_Exercises_:
A) Summarize the interview with Ryan Cochrane in two sentences.
B) Reproduce the stretch of the Cochrane interview from "What were your" through "Olympics in 2016?".

======== Excerpted passage

After winning bronze and silver medals in Beijing 2008 and London 2012 (respectively) in the 1500 metre freestyle, UVic’s most famous Olympic swimmer set his sights on gold in Rio, but came up short in sixth place. In an exclusive interview with the Martlet, conducted late last year, Ryan Cochrane reflects on his third summer Olympics, balancing Team Canada’s success with personal disappointment, and whether retirement is on the horizon.
What were your personal expectations going into the 2016 Olympic games?
I wanted to win at least two medals. It’s weird saying these things in retrospect but I had the goal of winning two medals. I wanted to win. I wanted to better my performances.
What was life like when you were training for the Olympics in 2016?
The Olympic year, everything just gets turned up a notch. In previous years I’ve balanced school and swimming, [but] when I graduated from UVic I decided to just focus on swimming until this Olympics. So it was really 5 a.m. to 5 p.m. at least, every day. And seven hours, eight hours of working out . . . It’s such a holistic approach: eating well, being emotionally ready for these competitions, trying to balance friends and family, while always doing that training. And we were away about eight months of the year before the games, training, so it’s a love-hate relationship with that. Because you don’t get to see your friends and family but you also get to see a bit of the world.
How was your training different from 2008 or 2012?
I took each Olympic year off of school and I think that helps because I knew what my priorities were. But the training itself doesn’t change an incredible amount. For swimmers, it’s pretty continuous, so you might get a week or two off in the summer, but start to finish it doesn’t change and year to year it’s usually pretty similar . . . you try to ask your coach and your trainer, “What else can I do? Can I do a little bit more?” But you can only ask that so many times before you don’t get through the week.
Did the political upheaval of Zika and corruption come into your mindset at all?
I was fortunate because it was my third Games [and] I know how it works . . . Every Games seems to have one or two major issues that kinda get blown up in the media for months and months before. This Games it was like ten things instead of two. But I realized that it’s a little fear-mongering . . . The 24-hour news cycle likes to jump on some weird things sometimes . . . So you try to effect change in everything we’re doing here at home but beyond that you hope that the right people are working on those issues. And they did. We had no issues in Rio and it was one of my favourite games to be at, so that says something.
What’s day-to-day life like as an athlete at the Olympics?
There’s a lot of the emotional turmoil. The ups and downs even before you race are pretty crazy and it’s boring at times. You eat, you sleep, you train, you try to rest up, and there’s really not much more to it. When we’re not competing and we’re at the games, if we’re not actually at our venue, we’re watching all the other sports. It was such an amazing experience to share that with all the other athletes. So many highs and so many lows for that point, but just being able to see how invested we all are amongst our entire team, all 350 athletes and given that it’s my third Games, you start to get to know people. You know a bit about their story, you know everybody has something that they’ve overcome and so just seeing that success, it motivates you.

================
======== The data

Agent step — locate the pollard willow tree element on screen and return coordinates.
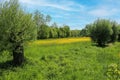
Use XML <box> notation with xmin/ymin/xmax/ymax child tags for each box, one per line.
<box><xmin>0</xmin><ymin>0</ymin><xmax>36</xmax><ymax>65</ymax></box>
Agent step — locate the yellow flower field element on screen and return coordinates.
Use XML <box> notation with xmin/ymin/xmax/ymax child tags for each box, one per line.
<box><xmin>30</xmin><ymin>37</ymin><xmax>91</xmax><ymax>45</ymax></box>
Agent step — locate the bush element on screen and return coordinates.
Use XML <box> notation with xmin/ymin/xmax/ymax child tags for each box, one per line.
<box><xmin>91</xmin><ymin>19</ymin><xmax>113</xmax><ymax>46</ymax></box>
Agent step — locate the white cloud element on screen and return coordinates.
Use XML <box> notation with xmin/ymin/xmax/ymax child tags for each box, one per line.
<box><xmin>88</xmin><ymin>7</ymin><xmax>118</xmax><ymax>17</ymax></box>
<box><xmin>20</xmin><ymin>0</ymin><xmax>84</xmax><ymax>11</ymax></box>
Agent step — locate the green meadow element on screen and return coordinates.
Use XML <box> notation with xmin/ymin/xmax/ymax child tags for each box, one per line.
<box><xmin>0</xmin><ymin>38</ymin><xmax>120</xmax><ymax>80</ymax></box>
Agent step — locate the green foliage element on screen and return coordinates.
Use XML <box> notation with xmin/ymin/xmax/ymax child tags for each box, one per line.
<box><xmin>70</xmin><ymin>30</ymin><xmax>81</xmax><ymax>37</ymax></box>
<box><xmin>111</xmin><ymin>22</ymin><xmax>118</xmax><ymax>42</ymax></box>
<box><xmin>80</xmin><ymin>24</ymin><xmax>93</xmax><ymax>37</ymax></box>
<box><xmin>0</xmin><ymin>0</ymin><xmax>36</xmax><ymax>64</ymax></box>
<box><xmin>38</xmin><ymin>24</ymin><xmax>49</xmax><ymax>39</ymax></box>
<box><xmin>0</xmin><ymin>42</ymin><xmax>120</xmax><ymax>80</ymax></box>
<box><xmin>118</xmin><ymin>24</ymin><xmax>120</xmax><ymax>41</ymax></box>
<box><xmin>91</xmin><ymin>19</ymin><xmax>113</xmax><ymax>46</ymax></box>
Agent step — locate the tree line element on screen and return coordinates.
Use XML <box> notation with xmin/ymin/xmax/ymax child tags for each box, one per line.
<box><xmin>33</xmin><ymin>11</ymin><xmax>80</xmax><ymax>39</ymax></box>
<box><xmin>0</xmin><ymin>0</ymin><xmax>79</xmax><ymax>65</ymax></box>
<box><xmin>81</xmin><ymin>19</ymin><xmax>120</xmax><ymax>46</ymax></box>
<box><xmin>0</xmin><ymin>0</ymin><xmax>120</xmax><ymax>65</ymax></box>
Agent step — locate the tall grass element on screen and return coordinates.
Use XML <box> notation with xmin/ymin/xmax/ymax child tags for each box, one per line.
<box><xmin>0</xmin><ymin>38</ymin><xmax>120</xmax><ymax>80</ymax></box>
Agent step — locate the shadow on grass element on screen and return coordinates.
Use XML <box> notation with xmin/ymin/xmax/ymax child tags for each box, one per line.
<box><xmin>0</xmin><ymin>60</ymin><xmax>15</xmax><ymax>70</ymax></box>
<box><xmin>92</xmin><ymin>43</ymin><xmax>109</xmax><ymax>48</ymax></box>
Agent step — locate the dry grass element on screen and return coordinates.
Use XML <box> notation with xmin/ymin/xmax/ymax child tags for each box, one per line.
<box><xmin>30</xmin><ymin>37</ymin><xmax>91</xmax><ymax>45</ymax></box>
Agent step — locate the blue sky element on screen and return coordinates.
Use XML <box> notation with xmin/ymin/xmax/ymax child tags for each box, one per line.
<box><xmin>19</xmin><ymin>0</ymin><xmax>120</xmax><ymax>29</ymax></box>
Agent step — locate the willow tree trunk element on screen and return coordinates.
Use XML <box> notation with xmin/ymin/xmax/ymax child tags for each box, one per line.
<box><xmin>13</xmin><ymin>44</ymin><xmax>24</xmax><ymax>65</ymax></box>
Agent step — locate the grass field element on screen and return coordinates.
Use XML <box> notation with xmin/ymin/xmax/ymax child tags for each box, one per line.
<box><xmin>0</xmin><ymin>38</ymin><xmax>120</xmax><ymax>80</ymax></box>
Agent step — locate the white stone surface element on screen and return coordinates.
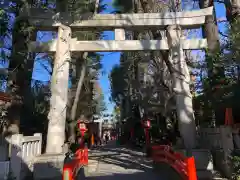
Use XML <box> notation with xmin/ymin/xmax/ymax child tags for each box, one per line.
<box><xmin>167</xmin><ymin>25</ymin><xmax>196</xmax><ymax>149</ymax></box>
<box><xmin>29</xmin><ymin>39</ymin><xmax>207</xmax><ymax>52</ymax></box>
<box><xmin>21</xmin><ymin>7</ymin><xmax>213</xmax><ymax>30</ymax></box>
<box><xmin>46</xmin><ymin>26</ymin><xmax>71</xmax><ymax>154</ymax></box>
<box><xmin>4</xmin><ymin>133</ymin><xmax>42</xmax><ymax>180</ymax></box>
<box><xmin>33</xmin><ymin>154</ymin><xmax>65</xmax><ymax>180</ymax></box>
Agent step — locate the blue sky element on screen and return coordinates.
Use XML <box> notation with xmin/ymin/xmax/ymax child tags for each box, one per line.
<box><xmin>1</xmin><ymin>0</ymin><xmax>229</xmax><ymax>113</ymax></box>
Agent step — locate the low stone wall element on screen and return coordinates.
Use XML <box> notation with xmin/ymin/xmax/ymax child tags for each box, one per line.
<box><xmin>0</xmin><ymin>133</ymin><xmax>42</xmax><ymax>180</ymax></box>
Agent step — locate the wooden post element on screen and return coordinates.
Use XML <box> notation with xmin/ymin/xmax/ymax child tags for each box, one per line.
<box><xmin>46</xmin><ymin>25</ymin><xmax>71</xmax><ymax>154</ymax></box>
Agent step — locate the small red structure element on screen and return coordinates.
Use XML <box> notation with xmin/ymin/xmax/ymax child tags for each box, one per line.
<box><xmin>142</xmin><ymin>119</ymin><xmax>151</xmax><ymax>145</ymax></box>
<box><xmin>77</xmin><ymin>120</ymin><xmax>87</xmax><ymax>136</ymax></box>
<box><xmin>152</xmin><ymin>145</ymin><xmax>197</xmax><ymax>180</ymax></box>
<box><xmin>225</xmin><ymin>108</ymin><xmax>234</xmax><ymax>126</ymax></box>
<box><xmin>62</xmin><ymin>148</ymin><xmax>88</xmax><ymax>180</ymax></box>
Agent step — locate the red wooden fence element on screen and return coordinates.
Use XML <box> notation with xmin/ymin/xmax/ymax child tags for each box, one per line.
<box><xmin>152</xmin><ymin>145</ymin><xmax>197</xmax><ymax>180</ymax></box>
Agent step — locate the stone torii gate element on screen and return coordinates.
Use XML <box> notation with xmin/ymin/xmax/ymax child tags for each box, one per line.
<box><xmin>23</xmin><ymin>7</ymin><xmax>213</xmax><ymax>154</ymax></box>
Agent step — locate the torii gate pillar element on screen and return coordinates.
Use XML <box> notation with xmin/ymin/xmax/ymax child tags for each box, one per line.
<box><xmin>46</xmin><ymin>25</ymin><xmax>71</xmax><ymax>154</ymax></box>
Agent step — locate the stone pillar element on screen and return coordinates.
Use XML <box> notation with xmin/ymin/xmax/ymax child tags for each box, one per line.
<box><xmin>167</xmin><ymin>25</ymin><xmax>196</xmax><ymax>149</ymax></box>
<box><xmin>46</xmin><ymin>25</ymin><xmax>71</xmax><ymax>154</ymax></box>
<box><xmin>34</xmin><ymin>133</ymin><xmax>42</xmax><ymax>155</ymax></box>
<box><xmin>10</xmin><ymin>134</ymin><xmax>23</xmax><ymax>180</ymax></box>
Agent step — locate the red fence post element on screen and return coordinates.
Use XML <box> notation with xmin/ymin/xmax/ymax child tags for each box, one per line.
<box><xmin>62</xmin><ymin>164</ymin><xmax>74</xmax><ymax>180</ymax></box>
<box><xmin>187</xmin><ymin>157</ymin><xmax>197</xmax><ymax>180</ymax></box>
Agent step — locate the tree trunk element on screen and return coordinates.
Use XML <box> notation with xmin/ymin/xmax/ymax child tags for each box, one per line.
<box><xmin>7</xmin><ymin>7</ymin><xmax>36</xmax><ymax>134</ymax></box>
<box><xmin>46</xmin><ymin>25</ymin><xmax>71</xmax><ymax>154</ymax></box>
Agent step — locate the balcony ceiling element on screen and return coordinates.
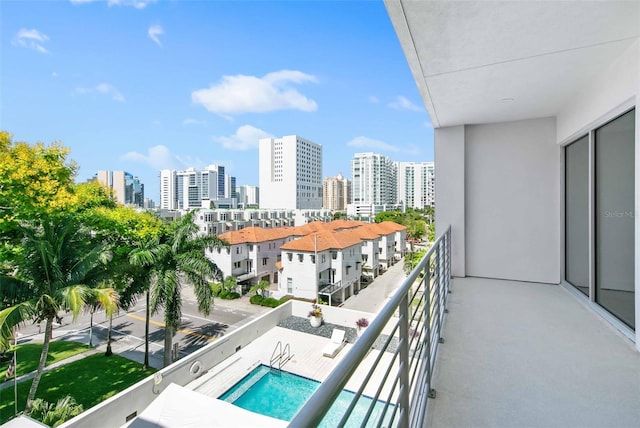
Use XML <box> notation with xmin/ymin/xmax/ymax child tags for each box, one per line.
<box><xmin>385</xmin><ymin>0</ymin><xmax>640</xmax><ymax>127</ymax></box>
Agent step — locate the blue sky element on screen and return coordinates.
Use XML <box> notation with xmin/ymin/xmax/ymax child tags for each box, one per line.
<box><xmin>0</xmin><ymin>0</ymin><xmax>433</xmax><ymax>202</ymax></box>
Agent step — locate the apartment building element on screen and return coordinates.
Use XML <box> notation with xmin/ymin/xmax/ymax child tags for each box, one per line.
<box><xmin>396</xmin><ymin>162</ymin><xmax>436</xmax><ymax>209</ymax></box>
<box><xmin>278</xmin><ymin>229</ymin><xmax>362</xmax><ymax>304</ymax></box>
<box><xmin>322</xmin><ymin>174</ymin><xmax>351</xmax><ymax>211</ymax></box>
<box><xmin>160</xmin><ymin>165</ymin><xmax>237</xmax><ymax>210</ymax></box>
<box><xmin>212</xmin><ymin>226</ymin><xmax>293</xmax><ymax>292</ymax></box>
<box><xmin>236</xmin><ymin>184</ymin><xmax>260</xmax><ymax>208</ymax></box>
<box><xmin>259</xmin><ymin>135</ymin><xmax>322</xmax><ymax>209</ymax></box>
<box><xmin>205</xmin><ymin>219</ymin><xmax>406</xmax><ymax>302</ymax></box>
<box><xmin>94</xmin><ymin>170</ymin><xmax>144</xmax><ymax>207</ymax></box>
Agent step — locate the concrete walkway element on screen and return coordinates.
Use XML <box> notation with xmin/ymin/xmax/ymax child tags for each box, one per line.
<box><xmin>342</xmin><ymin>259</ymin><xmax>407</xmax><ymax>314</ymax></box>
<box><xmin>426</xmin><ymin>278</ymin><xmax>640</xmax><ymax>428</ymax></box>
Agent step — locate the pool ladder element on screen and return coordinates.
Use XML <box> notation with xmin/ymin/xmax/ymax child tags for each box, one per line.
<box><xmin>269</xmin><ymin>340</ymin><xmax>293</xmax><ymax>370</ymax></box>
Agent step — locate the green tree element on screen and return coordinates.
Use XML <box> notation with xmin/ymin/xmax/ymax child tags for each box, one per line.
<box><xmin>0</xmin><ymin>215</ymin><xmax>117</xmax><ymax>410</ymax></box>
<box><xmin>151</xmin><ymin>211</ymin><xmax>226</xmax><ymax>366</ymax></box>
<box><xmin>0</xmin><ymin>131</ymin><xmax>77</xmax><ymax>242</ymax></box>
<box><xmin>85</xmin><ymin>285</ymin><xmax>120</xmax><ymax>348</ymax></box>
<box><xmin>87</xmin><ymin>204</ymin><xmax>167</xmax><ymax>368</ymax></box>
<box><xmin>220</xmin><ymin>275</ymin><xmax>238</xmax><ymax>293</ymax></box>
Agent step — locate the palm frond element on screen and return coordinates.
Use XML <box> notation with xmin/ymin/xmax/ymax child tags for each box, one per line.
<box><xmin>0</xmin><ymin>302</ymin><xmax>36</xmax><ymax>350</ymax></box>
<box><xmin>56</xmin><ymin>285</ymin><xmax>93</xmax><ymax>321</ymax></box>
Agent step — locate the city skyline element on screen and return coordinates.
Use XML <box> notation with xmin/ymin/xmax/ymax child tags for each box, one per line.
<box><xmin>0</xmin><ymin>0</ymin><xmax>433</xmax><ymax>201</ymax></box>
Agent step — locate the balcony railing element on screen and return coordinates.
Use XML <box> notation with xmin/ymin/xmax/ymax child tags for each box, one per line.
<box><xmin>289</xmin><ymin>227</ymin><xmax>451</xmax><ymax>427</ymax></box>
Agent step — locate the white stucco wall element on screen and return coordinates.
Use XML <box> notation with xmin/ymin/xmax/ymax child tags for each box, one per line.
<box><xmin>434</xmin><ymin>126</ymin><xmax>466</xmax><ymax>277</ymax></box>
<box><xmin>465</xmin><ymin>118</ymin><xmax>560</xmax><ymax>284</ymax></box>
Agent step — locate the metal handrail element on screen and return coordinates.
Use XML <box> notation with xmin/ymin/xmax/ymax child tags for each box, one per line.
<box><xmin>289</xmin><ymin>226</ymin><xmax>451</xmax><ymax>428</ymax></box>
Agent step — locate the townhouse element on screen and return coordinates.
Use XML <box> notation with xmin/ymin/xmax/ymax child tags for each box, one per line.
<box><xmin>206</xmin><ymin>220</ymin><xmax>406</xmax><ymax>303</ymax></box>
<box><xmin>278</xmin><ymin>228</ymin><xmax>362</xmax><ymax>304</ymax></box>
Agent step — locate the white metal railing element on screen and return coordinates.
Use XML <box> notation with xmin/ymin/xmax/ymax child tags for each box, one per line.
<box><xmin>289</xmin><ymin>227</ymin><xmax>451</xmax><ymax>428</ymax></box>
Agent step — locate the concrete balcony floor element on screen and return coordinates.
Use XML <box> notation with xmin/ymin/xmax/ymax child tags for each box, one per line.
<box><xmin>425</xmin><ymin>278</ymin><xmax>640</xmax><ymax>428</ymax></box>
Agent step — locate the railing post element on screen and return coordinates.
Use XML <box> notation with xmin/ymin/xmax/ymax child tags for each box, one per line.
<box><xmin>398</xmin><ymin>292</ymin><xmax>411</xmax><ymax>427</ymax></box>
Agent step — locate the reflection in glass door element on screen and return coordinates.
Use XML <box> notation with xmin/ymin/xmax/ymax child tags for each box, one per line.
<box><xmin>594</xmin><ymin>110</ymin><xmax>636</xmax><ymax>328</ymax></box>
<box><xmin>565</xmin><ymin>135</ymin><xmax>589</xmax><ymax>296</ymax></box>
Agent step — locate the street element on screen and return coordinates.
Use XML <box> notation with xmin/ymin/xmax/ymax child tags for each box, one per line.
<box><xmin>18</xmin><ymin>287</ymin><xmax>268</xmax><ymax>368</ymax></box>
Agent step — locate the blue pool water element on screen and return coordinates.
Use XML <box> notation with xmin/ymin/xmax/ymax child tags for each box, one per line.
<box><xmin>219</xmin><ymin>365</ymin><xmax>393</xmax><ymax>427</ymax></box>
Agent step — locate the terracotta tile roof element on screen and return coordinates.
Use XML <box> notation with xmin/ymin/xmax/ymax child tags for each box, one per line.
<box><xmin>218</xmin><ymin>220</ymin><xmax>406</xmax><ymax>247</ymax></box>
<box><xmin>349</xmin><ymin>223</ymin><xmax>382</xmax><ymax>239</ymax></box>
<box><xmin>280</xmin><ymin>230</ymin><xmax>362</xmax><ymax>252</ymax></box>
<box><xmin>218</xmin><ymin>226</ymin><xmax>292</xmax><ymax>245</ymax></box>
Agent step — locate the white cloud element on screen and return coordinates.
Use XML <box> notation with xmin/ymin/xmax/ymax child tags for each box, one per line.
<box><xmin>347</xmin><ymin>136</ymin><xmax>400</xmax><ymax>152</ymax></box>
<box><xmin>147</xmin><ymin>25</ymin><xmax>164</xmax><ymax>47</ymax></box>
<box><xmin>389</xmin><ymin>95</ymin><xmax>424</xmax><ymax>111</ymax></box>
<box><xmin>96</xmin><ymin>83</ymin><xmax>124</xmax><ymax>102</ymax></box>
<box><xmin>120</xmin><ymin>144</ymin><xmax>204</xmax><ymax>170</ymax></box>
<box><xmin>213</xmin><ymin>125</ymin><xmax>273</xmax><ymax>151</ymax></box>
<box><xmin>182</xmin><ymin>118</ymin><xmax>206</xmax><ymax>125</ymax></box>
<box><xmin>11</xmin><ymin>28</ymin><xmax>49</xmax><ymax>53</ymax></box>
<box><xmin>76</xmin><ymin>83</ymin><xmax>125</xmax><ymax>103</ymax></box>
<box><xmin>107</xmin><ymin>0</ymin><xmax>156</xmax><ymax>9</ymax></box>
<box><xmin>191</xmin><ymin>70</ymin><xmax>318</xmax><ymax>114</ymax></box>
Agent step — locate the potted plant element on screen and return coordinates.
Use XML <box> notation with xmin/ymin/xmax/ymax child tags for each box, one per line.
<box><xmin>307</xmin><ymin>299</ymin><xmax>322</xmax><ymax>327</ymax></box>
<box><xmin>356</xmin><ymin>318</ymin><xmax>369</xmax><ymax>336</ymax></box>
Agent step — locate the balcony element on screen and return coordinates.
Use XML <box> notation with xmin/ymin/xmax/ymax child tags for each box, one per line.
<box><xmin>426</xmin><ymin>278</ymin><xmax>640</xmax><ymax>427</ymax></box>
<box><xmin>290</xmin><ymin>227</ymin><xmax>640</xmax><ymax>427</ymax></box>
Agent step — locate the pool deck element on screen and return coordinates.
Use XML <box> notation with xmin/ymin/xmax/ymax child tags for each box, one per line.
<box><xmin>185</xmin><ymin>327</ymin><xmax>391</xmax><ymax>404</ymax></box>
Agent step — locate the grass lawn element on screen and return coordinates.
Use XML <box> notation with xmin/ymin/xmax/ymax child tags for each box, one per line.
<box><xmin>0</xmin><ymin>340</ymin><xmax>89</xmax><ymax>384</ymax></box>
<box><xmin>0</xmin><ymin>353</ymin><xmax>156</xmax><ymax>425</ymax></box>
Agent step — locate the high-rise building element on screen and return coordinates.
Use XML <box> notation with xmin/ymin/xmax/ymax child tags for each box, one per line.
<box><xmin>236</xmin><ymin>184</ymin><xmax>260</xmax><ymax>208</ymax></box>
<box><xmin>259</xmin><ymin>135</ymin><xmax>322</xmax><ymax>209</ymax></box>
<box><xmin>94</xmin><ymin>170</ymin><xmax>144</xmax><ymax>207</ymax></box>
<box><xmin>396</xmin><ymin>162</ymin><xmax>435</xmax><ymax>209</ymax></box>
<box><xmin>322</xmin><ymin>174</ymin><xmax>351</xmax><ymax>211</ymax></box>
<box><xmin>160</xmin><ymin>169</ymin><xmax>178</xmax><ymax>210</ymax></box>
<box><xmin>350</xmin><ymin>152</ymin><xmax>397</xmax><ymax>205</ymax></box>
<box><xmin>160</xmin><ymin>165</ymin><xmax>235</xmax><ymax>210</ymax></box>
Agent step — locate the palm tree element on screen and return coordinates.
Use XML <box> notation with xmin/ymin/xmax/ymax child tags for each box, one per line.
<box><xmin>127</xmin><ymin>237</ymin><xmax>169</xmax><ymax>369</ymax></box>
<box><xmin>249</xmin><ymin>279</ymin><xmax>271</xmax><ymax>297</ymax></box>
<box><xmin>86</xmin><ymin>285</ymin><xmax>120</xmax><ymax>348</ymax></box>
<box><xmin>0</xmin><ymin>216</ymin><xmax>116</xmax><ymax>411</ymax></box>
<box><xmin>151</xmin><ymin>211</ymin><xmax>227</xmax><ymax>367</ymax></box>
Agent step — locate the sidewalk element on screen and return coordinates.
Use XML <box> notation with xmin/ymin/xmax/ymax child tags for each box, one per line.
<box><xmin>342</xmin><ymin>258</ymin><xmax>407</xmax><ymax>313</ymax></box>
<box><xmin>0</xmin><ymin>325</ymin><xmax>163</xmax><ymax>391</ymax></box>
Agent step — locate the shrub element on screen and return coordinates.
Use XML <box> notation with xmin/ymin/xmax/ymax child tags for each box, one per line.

================

_Expected results_:
A) Ryan Cochrane won bronze in Beijing 2008 and silver in London 2012 in the 1500 metre freestyle, then aimed for gold in Rio but finished sixth. Speaking to the Martlet, he describes several things about the 2016 Games: his goal of winning at least two medals, his training from 5 a.m. to 5 p.m. every day while away about eight months of the year, his view that much of the pre-Games Zika and corruption coverage was fear-mongering, and how seeing his teammates' success motivated him.

B)
What were your personal expectations going into the 2016 Olympic games?
I wanted to win at least two medals. It’s weird saying these things in retrospect but I had the goal of winning two medals. I wanted to win. I wanted to better my performances.
What was life like when you were training for the Olympics in 2016?